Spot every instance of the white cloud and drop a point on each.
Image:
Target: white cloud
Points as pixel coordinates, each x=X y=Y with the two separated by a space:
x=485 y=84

==

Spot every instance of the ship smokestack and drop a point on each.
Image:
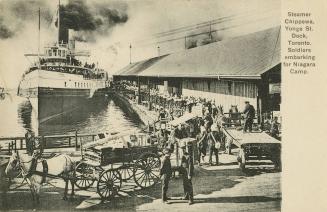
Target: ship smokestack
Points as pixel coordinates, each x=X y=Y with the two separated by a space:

---

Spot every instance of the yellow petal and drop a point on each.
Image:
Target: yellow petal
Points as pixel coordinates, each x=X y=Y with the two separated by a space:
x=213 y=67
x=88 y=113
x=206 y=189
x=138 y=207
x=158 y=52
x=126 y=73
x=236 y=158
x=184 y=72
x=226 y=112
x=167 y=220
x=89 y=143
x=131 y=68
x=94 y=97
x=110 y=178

- [Exercise requirements]: Your reply should be one number, the count of lines in the data that include the word "Spot".

- [Your response]: 3